What to work on >> Extract the records below word for word and ignore the images.

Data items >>

──────────────────────────────

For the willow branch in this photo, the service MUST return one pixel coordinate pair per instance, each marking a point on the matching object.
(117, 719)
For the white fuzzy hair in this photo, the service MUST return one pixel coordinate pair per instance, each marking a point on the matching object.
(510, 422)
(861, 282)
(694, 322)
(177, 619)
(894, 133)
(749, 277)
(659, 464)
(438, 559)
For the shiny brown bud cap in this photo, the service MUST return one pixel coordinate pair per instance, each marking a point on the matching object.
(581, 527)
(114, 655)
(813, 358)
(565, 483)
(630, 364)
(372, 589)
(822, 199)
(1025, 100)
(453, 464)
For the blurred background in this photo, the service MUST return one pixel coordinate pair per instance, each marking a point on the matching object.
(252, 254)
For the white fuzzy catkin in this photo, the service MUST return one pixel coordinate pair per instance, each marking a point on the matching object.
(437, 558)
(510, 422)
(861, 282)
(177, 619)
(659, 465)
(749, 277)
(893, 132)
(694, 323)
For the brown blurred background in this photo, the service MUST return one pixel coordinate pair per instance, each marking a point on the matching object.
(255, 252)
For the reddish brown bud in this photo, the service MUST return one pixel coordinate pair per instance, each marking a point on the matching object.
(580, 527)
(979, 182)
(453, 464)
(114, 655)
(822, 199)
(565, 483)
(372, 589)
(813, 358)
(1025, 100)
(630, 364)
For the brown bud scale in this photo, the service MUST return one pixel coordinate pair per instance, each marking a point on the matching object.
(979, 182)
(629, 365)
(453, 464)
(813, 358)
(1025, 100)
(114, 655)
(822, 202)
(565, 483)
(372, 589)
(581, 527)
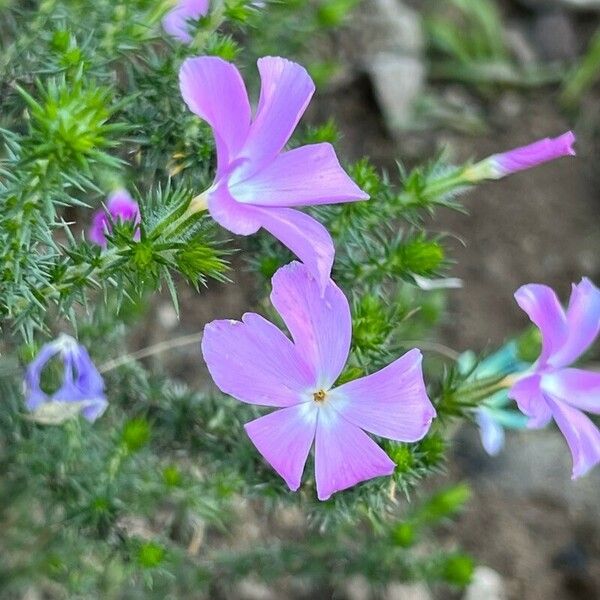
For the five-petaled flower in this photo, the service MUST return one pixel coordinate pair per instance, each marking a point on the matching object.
(121, 207)
(81, 388)
(255, 362)
(552, 390)
(177, 21)
(256, 183)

──────────────────────────────

The answer >>
For the willow branch in this photo, the service MUST return one pixel coordinate pair per instance, each marking a point on the matching object.
(117, 719)
For the white fuzzy hair in this photo, the service MUST return one pixel coordinate pair per instance, each marking a point on the matching object.
(510, 422)
(861, 282)
(694, 322)
(177, 619)
(894, 133)
(749, 277)
(659, 464)
(438, 559)
For the shiny brown bud cap in this photo, the service MUST return one pixel coordinate pair per instance, each marking a point on the matching object.
(581, 527)
(114, 655)
(813, 358)
(565, 483)
(630, 364)
(372, 589)
(822, 199)
(1025, 100)
(453, 464)
For the blurred background in this photo, the service MUST return one pixel coordinate pair per instance, each marking a point on the matching object.
(252, 254)
For the white fuzzy catkin in this photo, the service MUST return one pixel coordinate pair per instance, each marking a point on the matching object.
(437, 558)
(510, 422)
(861, 282)
(177, 619)
(659, 465)
(749, 277)
(893, 132)
(694, 323)
For the brown blurred background in this photo, the service MUST return one pixel coordinate pair per instance, each marking a point on the matching object.
(255, 252)
For the reddish brown bud in this photo, the service MUST return one pixel coordinate pair per instance, each marking a point on the matching object.
(580, 527)
(979, 182)
(453, 464)
(114, 655)
(822, 199)
(565, 483)
(372, 589)
(813, 358)
(1025, 100)
(630, 364)
For the brown bud scale in this photo, the service MUST return one pixel coordinate pair per instance, each marking a point on the matching object.
(979, 182)
(629, 365)
(453, 464)
(813, 358)
(1025, 100)
(114, 655)
(822, 202)
(565, 483)
(372, 589)
(581, 527)
For the five-petaled flower in this photo, the service MUST return one pixel coordinate pair per instance, each marking a point on the matching object.
(121, 207)
(81, 388)
(255, 362)
(552, 390)
(177, 21)
(256, 183)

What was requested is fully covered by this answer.